- **Required actions**
1) In the passage on Thomas James Waters, in which city did the Meiji government commission him to build the new Imperial Japanese Mint?
2) Extend the passage on Thomas James Waters from where it stops.

- **Passage**
──────────

Thomas James Waters (17 July 1842 – 5 February 1898) was an Irish civil engineer and architect. He was active in Bakumatsu and early Meiji period Japan.

==Life==
Waters was born in Birr, County Offaly, in Ireland in 1842, as the eldest son of the local surgeon, John Waters. It is thought he left Ireland young, and was educated in England and Germany.

Waters died in Denver, Colarado on 5 February 1898 at the age of 55.

== Career ==
In 1864, while in his early 20s, he appears to have become involved in the building of the Royal Mint in Hong Kong. Through his uncle, Albert Robinson, he came into contact with representatives of Thomas Blake Glover, a noted British merchant resident in Nagasaki. Glover arranged for Waters to be employed by Satsuma Domain to construct steam-powered sugar mills on the island of Amami-Oshima, and he then moved to Kagoshima to design western-style buildings in 1867. After the Meiji Restoration of 1868, Waters was hired by the new Meiji government and commissioned to build the new Imperial Japanese Mint in Osaka, which was commenced in 1868 and completed in 1870.

──────────

- **Records supplied**

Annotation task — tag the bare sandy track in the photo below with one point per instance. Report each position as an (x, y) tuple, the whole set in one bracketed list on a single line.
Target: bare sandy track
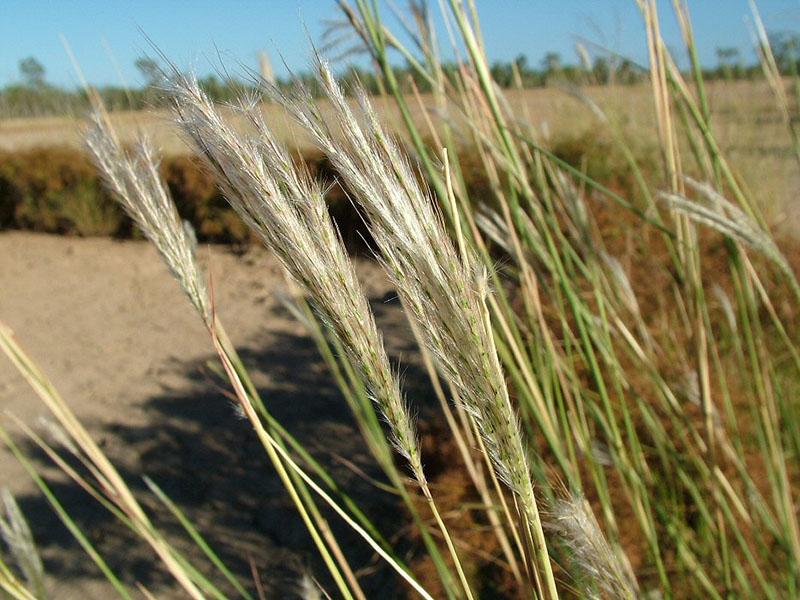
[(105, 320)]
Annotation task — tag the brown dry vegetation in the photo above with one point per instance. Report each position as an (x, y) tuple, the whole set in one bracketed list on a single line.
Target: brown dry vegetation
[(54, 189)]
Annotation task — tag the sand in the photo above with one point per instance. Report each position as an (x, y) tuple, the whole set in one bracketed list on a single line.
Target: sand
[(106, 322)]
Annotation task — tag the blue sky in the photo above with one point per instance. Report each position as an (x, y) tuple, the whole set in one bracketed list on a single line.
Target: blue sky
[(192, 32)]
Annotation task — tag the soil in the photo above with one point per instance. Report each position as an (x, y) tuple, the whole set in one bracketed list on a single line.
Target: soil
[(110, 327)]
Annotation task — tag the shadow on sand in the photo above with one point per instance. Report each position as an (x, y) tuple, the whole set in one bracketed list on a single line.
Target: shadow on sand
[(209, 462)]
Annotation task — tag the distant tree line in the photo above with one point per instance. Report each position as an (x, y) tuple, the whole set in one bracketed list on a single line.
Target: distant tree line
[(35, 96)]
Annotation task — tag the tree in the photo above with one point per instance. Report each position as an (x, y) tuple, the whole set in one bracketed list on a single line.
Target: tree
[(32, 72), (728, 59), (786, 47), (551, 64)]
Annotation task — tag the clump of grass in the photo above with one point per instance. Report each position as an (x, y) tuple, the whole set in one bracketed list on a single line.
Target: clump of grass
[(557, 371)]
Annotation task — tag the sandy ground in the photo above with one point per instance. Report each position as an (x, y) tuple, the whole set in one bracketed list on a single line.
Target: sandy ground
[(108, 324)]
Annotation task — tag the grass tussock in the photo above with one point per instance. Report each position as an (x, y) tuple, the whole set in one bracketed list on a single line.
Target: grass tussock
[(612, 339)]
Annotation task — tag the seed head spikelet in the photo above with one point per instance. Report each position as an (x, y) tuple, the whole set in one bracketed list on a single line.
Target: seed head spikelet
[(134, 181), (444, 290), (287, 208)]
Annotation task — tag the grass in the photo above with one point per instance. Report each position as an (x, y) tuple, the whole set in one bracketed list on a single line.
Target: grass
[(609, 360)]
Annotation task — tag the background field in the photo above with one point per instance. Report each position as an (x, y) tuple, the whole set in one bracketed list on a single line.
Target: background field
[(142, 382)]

──────────

- **Answer set**
1) Osaka

2)
After successfully completing this commission, he was invited to Tokyo and officially accepted as foreign advisor by the government, where his title was "Surveyor-General". He helped design a branch of the Japanese Mint in the Ginza area of Tokyo, designed and built the headquarters building for the Imperial Japanese Army and a bridge in the Tokyo Imperial Palace grounds, Tokyo. However, his largest commission came after a devastating by fire in 1872 destroyed the Ginza district. Tom Waters, his brother Albert Waters, and English colleague A N Shillingford, supervised the rebuilding of the Ginza area with a broad central thoroughfare, lined with a series of one- and two-story Georgian brick buildings there. The district was henceforth known as Bricktown (Rengagai), and came to be regarded as a symbol of modernity and westernisation in Japan.

He worked briefly in Shanghai, China before working as a mining engineer in the South Island of New Zealand. He then joined his brothers, Ernest and Albert in the United States where they became involved in silver and gold mining in Denver, Colorado.